**Instruction**
Pull out every line of the items below that contains the string "framed". Case counts, so match capitals and lowercase letters precisely.
════════
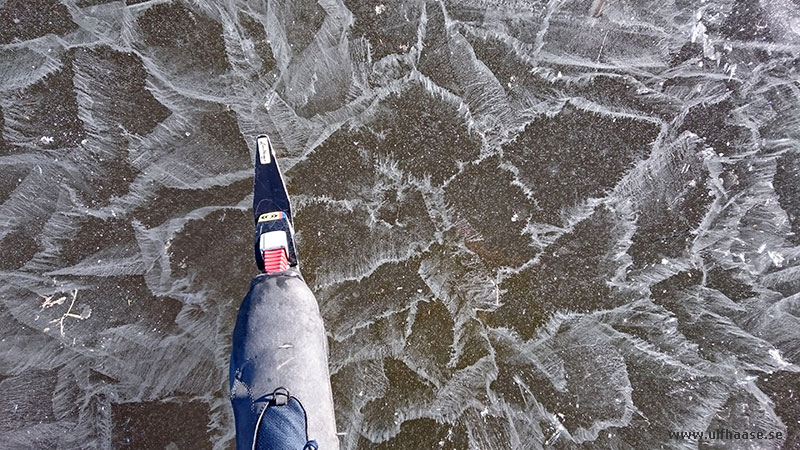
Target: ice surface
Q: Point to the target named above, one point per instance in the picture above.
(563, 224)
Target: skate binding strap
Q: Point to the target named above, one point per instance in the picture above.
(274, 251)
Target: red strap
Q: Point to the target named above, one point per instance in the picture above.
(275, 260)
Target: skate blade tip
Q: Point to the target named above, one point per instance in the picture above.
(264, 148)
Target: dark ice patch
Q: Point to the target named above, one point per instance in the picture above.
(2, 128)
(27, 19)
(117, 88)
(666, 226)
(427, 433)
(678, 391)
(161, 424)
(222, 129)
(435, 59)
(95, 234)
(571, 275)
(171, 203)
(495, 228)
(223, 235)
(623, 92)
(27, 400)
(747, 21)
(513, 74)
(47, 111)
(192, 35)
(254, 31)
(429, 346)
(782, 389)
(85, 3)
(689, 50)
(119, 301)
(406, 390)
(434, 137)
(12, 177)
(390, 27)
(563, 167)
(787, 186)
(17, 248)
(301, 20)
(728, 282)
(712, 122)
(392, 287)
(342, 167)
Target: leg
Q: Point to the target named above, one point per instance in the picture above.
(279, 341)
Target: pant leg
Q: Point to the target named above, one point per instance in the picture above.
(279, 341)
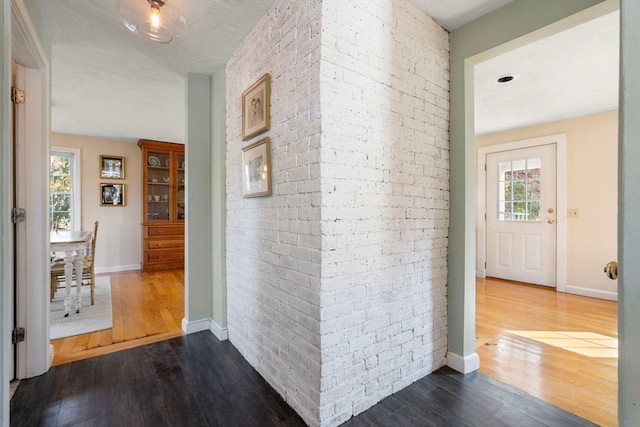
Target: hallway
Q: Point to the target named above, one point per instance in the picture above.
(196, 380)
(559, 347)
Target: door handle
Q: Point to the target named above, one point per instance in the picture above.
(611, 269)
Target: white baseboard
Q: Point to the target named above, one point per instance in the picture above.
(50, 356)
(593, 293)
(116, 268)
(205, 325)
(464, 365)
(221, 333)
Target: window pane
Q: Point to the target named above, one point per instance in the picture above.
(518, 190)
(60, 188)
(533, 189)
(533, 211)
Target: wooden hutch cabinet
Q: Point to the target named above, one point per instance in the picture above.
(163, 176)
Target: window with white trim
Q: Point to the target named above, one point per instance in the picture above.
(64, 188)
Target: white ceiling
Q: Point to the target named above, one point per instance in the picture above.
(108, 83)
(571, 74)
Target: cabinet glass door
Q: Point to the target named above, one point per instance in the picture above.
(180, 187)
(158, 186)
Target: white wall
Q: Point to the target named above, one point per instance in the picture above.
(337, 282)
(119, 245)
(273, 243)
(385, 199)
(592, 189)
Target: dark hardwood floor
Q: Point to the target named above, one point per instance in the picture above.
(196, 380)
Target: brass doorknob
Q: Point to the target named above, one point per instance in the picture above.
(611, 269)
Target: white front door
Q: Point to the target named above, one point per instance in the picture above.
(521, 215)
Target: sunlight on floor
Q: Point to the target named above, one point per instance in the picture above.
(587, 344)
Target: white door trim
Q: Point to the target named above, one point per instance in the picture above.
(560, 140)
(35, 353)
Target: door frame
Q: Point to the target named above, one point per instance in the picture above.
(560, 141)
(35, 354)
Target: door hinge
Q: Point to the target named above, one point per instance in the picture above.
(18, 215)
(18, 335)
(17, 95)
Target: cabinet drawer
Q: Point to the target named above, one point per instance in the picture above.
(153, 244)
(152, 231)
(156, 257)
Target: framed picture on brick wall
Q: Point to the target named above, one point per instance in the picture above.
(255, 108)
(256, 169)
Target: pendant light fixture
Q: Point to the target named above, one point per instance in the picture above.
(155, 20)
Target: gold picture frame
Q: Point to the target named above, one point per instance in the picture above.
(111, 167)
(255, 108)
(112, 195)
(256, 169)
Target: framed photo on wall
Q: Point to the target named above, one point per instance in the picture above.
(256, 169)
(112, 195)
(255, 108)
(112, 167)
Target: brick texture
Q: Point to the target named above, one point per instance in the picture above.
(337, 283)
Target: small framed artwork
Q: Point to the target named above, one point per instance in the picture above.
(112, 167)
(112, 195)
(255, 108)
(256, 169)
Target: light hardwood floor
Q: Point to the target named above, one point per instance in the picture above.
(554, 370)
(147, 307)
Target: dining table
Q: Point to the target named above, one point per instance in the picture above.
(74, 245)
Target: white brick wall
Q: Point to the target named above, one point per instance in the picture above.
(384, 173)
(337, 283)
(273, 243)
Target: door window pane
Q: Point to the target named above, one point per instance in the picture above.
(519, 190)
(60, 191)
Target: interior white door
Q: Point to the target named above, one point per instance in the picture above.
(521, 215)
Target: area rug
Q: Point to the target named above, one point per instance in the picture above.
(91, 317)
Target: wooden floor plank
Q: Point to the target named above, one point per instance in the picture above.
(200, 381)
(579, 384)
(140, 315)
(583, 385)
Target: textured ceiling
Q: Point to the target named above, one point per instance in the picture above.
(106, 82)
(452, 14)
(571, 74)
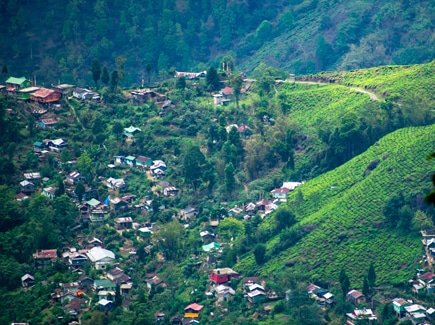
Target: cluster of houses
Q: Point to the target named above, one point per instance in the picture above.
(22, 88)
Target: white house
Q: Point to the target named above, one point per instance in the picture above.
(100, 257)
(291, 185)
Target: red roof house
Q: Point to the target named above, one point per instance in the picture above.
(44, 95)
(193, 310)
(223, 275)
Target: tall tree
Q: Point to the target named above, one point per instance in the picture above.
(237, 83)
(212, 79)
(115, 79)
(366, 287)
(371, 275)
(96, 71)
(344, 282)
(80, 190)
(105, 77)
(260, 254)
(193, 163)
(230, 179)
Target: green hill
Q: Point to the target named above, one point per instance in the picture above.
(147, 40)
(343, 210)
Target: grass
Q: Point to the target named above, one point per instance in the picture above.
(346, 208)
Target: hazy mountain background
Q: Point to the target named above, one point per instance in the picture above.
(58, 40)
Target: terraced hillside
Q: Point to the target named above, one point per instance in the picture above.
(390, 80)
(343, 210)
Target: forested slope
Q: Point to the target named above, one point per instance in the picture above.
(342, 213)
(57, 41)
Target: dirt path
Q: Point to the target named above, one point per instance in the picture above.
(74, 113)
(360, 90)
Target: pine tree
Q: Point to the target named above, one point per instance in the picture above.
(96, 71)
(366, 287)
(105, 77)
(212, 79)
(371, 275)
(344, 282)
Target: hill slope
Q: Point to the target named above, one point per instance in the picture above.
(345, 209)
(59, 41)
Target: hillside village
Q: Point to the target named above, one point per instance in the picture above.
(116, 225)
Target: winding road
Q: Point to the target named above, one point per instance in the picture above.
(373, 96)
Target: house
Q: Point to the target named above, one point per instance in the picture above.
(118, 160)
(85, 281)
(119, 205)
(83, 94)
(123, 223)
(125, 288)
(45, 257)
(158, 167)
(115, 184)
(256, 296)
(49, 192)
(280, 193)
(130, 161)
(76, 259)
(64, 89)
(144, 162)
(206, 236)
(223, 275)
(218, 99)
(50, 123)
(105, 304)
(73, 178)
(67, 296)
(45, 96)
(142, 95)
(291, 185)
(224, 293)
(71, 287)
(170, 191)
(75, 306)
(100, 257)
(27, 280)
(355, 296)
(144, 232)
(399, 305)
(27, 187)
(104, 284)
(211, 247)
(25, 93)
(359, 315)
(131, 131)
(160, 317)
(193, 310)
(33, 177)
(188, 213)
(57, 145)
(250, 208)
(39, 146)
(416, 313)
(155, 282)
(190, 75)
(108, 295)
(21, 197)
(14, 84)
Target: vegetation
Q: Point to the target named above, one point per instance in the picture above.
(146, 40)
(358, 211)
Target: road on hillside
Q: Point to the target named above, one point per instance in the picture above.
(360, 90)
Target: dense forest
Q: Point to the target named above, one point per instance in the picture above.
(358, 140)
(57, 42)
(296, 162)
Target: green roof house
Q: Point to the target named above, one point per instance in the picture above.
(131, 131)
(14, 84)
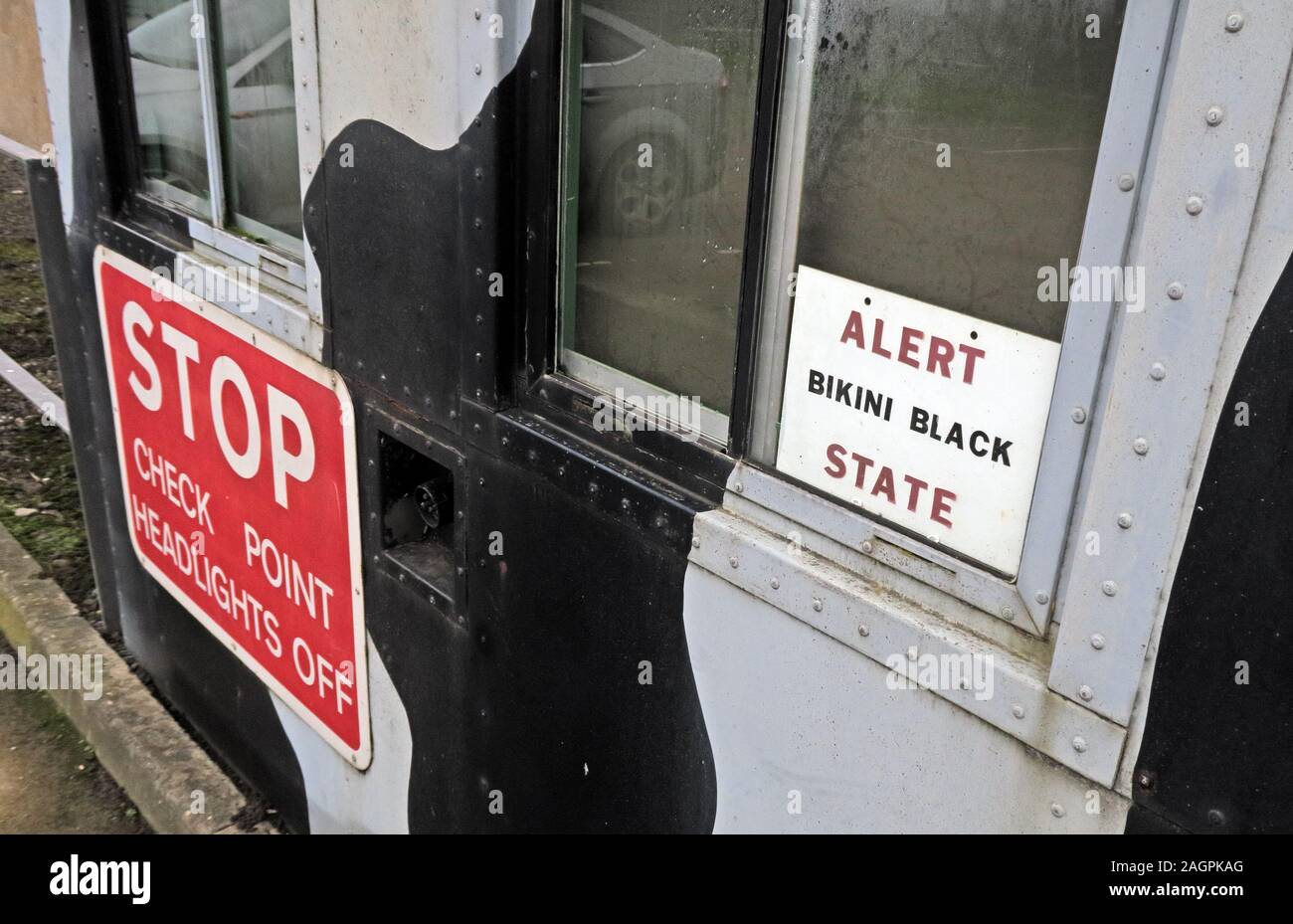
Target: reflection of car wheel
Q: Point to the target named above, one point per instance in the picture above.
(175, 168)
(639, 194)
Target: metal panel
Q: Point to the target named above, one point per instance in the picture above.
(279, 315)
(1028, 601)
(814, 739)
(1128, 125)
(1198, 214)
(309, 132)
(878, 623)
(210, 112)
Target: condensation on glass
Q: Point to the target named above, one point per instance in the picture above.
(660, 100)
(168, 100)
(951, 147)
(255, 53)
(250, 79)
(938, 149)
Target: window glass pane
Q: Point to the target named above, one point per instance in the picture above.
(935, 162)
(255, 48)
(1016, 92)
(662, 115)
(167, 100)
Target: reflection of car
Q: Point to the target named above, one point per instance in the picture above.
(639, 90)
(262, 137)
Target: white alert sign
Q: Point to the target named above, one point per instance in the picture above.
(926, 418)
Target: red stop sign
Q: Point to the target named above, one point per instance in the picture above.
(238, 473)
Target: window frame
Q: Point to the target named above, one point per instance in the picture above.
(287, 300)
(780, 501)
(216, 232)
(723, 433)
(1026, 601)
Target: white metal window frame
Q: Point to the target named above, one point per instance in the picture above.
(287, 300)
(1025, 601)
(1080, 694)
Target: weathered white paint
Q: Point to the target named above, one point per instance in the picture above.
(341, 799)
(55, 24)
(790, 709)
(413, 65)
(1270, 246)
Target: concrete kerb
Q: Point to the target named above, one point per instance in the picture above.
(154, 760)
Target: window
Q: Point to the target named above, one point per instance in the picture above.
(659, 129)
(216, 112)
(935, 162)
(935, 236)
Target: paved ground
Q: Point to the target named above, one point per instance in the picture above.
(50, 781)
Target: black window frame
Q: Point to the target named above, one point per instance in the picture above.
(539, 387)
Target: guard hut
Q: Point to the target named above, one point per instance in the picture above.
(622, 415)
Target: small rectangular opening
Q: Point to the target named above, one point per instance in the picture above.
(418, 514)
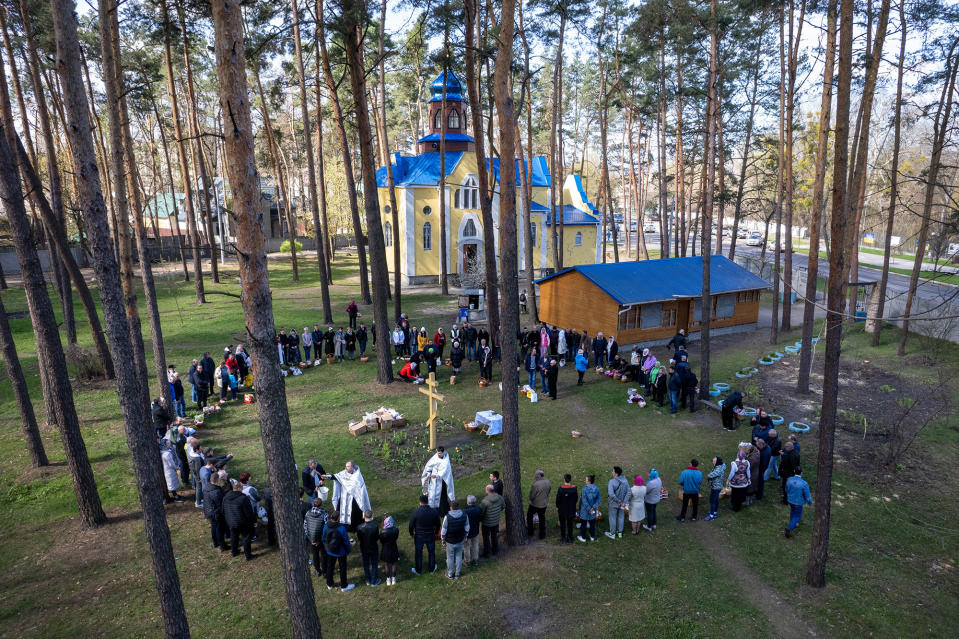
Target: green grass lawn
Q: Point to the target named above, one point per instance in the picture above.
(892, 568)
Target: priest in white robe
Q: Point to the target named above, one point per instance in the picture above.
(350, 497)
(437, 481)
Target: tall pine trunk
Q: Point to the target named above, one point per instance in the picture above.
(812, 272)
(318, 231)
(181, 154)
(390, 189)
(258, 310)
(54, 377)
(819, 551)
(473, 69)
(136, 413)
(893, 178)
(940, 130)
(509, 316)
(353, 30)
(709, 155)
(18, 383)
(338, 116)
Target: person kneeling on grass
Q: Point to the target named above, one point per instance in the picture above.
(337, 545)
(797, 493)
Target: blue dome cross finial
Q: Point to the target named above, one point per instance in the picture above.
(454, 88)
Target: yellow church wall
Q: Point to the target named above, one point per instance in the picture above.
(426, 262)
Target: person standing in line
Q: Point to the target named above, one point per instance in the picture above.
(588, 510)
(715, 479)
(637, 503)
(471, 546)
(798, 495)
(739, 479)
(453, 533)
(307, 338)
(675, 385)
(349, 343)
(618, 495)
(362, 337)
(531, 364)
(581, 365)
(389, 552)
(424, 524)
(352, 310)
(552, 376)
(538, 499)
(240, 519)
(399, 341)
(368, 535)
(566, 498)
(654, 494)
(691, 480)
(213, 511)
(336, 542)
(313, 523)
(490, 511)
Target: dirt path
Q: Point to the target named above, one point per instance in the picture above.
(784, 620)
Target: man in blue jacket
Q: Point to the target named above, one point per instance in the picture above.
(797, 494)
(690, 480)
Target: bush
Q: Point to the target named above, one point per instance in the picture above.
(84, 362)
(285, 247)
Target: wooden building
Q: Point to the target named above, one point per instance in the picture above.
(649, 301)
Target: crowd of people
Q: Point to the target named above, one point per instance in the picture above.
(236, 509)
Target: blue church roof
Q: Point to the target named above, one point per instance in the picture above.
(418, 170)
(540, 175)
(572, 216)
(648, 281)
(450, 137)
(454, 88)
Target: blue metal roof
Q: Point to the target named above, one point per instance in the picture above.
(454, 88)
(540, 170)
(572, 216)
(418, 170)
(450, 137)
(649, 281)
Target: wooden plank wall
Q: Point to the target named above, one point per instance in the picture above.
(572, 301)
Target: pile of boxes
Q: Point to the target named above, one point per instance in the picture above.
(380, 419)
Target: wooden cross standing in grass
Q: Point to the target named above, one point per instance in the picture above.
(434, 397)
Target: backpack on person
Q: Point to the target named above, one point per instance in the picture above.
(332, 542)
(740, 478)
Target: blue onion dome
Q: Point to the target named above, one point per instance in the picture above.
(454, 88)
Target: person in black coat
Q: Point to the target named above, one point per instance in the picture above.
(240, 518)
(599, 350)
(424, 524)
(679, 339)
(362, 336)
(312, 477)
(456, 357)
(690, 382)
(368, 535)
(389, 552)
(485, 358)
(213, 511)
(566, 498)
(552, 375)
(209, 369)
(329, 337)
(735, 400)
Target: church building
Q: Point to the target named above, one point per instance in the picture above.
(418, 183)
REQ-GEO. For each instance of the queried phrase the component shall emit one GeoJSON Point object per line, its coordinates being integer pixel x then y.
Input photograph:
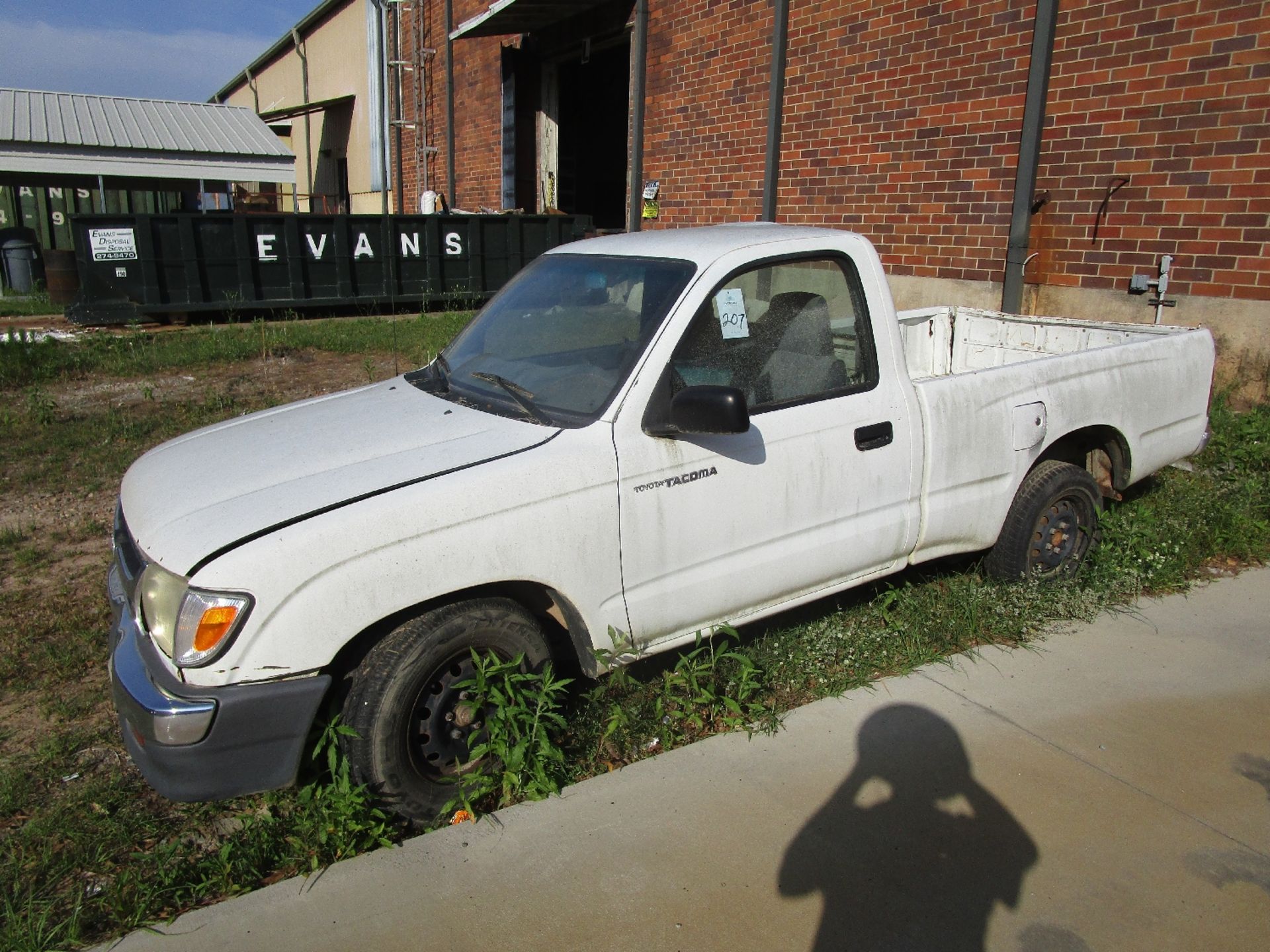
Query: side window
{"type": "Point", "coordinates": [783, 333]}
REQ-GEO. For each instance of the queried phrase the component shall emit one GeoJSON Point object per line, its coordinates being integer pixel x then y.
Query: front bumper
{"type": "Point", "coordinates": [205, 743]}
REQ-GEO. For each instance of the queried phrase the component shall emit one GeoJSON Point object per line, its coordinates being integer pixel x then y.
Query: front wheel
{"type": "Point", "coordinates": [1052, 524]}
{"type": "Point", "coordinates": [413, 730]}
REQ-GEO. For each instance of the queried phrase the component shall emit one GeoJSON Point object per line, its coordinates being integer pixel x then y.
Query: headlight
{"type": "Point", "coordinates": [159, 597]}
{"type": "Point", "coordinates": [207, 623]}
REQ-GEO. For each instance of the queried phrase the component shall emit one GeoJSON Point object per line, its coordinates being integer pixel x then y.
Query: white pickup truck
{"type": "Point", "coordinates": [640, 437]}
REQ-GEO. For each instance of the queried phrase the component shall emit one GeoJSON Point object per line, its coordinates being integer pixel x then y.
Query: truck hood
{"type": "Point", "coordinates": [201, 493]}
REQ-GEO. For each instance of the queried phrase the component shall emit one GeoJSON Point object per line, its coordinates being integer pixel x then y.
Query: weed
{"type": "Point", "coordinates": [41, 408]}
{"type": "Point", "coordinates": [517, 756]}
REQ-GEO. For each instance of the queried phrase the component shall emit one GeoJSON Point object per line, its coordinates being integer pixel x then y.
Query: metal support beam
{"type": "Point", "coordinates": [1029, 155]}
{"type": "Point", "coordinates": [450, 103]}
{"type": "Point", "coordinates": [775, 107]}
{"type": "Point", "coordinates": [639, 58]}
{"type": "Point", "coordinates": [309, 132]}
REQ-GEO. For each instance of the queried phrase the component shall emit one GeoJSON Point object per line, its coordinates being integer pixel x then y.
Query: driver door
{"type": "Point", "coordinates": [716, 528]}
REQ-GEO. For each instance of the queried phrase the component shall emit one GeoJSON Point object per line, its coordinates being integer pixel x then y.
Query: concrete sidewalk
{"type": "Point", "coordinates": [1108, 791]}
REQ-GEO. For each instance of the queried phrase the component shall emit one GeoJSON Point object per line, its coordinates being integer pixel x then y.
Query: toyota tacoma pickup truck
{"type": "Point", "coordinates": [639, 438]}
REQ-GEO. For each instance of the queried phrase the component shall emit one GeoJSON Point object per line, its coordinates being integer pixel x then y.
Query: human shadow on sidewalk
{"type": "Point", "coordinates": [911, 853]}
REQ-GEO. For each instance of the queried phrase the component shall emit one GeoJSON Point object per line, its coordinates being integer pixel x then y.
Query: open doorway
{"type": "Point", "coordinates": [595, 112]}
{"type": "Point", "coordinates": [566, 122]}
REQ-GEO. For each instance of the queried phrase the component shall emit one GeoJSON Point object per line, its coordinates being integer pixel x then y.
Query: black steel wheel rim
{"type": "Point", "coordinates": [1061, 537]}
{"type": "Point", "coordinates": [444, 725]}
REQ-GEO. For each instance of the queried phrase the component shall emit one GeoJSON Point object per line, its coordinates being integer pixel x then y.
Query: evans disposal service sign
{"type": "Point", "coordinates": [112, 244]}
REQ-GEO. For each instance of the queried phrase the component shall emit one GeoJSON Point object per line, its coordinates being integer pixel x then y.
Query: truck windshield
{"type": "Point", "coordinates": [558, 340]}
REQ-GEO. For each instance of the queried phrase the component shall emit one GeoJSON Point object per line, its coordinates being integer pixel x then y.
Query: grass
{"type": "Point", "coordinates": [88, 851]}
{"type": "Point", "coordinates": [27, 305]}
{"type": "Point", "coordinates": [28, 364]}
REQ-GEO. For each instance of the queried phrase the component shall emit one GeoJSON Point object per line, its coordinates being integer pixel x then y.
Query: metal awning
════════
**Answer to the task**
Target: framed picture on brick wall
Target: framed photo on wall
Target: small framed artwork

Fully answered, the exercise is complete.